| Task to complete |
Return every line of the material below that contains the word "like". Case counts, so a line matches only if its capitalization is identical.

| Material supplied |

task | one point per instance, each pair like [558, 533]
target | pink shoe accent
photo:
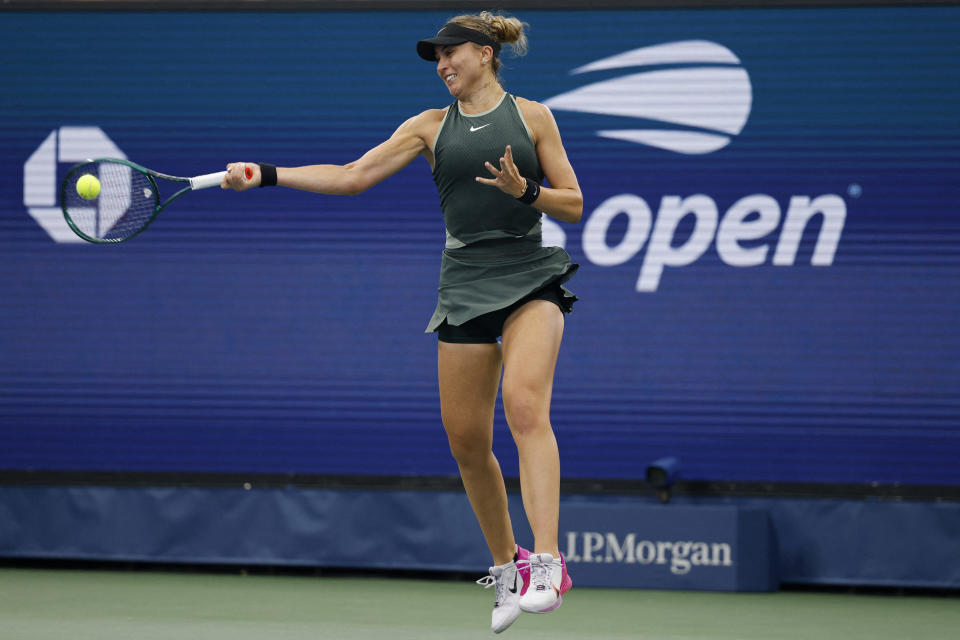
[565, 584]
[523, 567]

* * *

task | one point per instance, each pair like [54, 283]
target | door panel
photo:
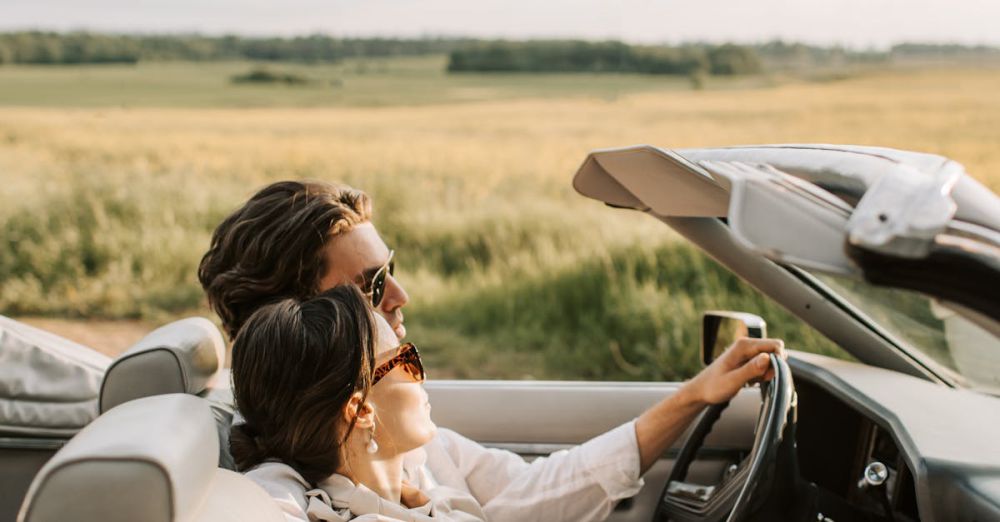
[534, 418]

---

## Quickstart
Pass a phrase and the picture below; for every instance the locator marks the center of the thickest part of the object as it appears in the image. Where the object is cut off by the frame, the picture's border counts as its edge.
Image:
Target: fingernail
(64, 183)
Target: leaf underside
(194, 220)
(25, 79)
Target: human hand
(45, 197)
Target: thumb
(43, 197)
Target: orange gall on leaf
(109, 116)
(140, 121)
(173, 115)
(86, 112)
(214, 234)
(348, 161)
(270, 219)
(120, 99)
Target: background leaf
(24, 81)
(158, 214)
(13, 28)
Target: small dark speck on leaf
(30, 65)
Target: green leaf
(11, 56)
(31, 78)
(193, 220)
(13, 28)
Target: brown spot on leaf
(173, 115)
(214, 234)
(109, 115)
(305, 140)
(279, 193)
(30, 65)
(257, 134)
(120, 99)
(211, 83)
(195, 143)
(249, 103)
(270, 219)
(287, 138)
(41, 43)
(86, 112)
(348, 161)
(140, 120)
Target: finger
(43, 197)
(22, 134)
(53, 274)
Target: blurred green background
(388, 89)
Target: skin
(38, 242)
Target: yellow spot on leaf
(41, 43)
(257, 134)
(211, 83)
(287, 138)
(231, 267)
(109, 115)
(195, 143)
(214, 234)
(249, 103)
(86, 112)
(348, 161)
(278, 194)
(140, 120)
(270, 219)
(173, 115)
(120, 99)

| Reply |
task | one point per instance, each pair like [558, 533]
task | one point per instance, each pair like [54, 283]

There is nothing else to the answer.